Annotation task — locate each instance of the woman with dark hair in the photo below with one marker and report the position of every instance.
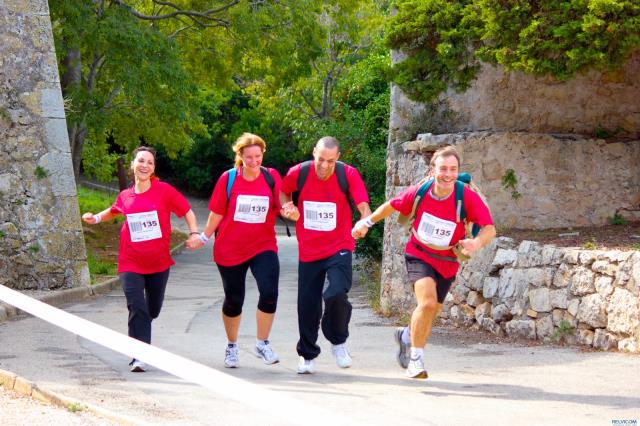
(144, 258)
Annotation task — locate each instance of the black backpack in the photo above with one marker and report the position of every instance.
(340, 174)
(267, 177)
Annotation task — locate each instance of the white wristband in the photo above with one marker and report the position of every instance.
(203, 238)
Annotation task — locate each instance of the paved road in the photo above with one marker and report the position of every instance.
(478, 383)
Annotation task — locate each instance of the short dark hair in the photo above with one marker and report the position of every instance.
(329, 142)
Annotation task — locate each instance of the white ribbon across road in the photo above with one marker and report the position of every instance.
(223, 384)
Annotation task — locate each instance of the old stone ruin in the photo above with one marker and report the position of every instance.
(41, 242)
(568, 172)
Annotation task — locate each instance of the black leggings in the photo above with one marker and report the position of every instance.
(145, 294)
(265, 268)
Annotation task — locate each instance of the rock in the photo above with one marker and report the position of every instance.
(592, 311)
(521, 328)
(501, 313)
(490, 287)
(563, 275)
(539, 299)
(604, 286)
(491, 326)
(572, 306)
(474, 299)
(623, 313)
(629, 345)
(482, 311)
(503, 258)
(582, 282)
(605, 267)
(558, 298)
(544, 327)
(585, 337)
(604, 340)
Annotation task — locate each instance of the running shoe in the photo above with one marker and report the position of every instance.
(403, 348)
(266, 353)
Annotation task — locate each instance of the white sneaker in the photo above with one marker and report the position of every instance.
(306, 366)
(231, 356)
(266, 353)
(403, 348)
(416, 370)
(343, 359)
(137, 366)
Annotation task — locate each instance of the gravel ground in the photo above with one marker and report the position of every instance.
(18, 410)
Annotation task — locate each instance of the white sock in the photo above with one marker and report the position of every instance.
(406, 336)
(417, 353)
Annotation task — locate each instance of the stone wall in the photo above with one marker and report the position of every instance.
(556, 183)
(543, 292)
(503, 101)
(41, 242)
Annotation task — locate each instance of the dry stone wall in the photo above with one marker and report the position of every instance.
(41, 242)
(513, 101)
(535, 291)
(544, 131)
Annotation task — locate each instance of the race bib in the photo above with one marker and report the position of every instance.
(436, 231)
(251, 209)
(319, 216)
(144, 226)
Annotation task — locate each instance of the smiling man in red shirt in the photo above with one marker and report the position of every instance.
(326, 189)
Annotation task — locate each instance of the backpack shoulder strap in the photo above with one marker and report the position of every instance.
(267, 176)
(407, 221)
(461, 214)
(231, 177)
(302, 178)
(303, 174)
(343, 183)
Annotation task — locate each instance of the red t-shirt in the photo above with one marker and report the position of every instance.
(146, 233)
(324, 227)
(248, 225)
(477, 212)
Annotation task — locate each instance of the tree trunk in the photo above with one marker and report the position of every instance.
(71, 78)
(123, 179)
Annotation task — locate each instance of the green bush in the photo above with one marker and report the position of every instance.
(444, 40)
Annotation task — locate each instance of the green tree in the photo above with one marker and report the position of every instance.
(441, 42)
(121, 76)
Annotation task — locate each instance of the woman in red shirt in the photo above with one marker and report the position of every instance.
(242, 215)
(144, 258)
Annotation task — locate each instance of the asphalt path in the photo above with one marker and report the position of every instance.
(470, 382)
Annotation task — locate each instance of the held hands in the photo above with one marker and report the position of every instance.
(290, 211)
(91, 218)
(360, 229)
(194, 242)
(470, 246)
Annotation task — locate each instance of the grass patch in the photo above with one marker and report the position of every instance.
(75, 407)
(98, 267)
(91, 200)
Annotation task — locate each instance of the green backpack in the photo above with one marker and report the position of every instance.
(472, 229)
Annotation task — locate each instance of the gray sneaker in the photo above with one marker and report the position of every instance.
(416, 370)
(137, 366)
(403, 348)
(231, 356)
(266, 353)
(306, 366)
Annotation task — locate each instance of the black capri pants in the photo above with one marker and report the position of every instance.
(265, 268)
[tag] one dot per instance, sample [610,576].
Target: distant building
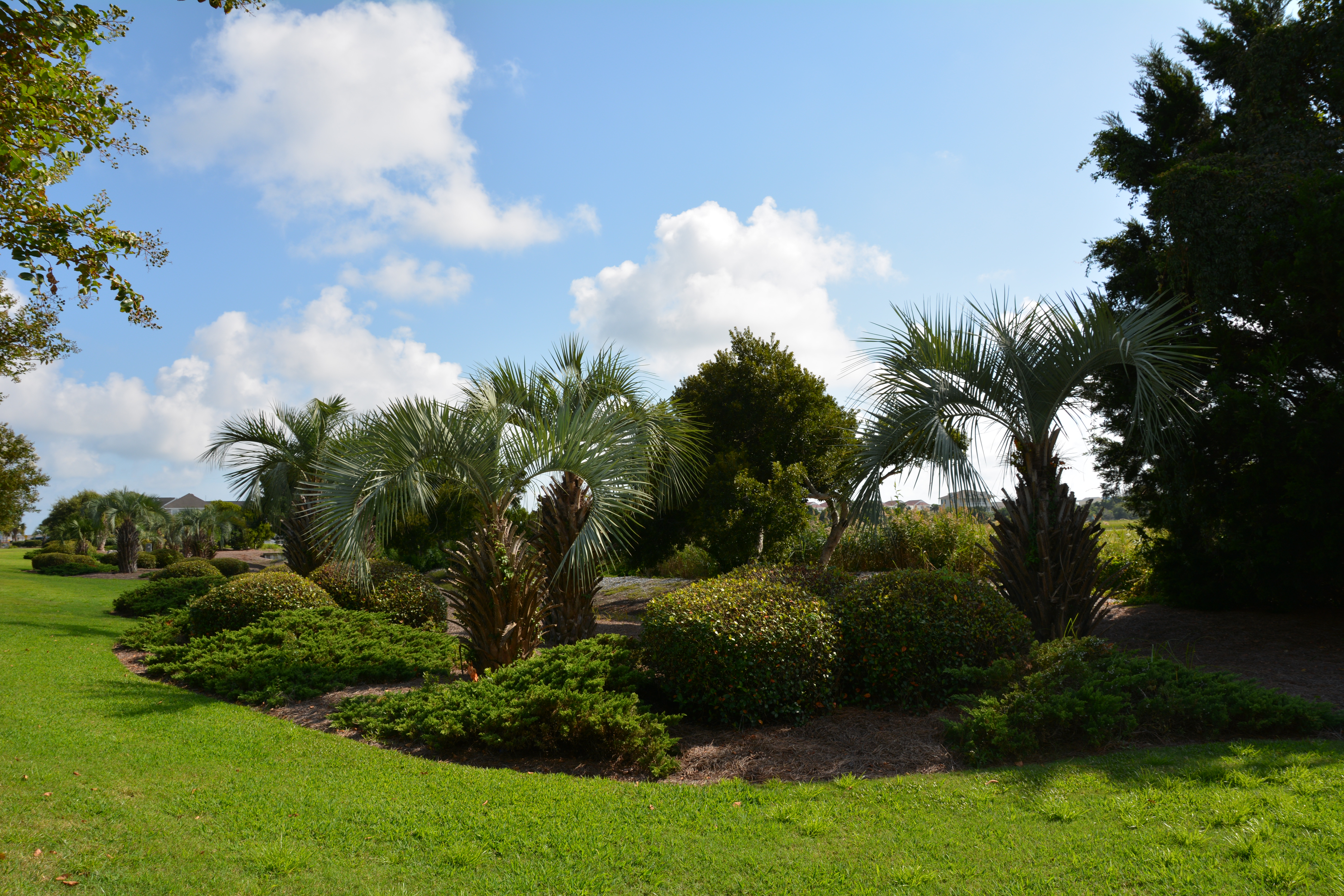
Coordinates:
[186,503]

────────────────────

• **TO DO**
Reproduce all of the data above line for line without any changes. Leave out the pictures.

• **SOLVED EXERCISE**
Annotation task — locate each instance of the woman with dark hair in the photo below with one marker and report the position of every instance.
(144, 258)
Annotation task — locate each instance of the black backpack in the photo above with one marker and report the position of every instance.
(340, 174)
(267, 177)
Annotation task — locate each instance of the white wristband in the photo above with one marker and report the position of every instance.
(203, 238)
Annotation task — locate each instance of the paved road in the photo above with one marker and report the position of every instance.
(478, 383)
Annotation task — locate each instance of the short dark hair in the photo above with one marker and report the position of every instance.
(329, 142)
Annotation task — locate each instance of the white ribbon across road in the photo above with one marker and report the position of every instance.
(223, 384)
Annotation task — locate each instance of the old stone ruin in the photo above with one marker and report the position of every instance.
(41, 242)
(568, 172)
Annotation task — locate each instance of the black leggings in the photo above with one marker and report the position of every instance.
(145, 294)
(265, 268)
Annotation task — locate each instance of the rock in the photo above with one marker and report the position of every instance.
(592, 311)
(521, 328)
(501, 313)
(490, 287)
(563, 275)
(539, 299)
(604, 286)
(491, 326)
(572, 306)
(474, 299)
(623, 313)
(629, 345)
(482, 311)
(503, 258)
(582, 282)
(605, 267)
(558, 298)
(544, 327)
(585, 337)
(604, 340)
Annotation task — locate each instance of the running shoe in the photo above with one marker and report the position of every instance.
(403, 348)
(266, 353)
Annotation task — locate each instance of the white sneaker in the photo above with one marker and report the position of every instance.
(306, 366)
(231, 356)
(266, 353)
(403, 348)
(416, 370)
(343, 359)
(137, 366)
Annotation task — locate each instance of the gravel ground in the photo above with one marker and report the position of every instance.
(18, 410)
Annotation task — locate each instance of the white sock in the photo above with one marker and report the position of every instance.
(406, 336)
(417, 353)
Annotation task — locate each instance of the stone wall in the photo above with one marker and report the position of every instance.
(556, 183)
(543, 292)
(503, 101)
(41, 242)
Annotation task — locate each instance of the dry stone wall in the photo above with one marker and report the position of every instance.
(41, 242)
(513, 101)
(535, 291)
(544, 131)
Annotation task — locate each instance of the race bib in the photo above with one marker and report the position of every instance.
(436, 231)
(251, 209)
(319, 216)
(144, 226)
Annotation task — locate each instance of the smiling man in red shirt in the photo above with one marker and report the position of every instance.
(326, 189)
Annotation task — locate each instance of the backpack shoulder strap in the photo above with one marker and report the position of every instance.
(267, 176)
(407, 221)
(461, 214)
(231, 177)
(302, 178)
(303, 174)
(343, 183)
Annotation task — locate each instance of the red t-shirt in the photo above with one marker and report the position of every instance.
(146, 233)
(324, 227)
(248, 225)
(477, 212)
Annotation task — locate each instance of the tree trunk in the photo above with one marker and report the position of every instance.
(71, 78)
(123, 179)
Annotation task — locate each instance of the green bush in the photo above with one marker and report the position of every instance.
(444, 40)
Annotation task — locate each instance of the green tree in the photo above with one marker and report the position of every instance.
(441, 42)
(121, 76)
Annotation task — locate each instance of the woman in red shirt in the photo above with one marker and report the position of every instance.
(242, 215)
(144, 258)
Annotation task — locate each instance of the asphalt path in the photo above with one marker and report the position of every instance.
(470, 382)
Annotation task — locate each instance of the held hands in the photo above with one marker and report the position of every instance.
(290, 211)
(91, 218)
(360, 229)
(194, 242)
(470, 246)
Annotation task — locate each instance of the grass patch in the photo above with one marker and report the position of every instance.
(75, 407)
(98, 267)
(91, 200)
Annotation task — locate each instance of the green backpack in the photo above with one marker and report the position of every instance.
(472, 229)
Annotation task — locate each instance of the gray sneaker in the photo above with one marker and report the position of every instance.
(416, 370)
(137, 366)
(403, 348)
(231, 356)
(266, 353)
(306, 366)
Annotation task — locate each instance of the black capri pants in the photo above with one marker and report the position of every instance.
(265, 268)
[tag] one dot per instance, sample [610,576].
Target: distant building
Coordinates:
[186,503]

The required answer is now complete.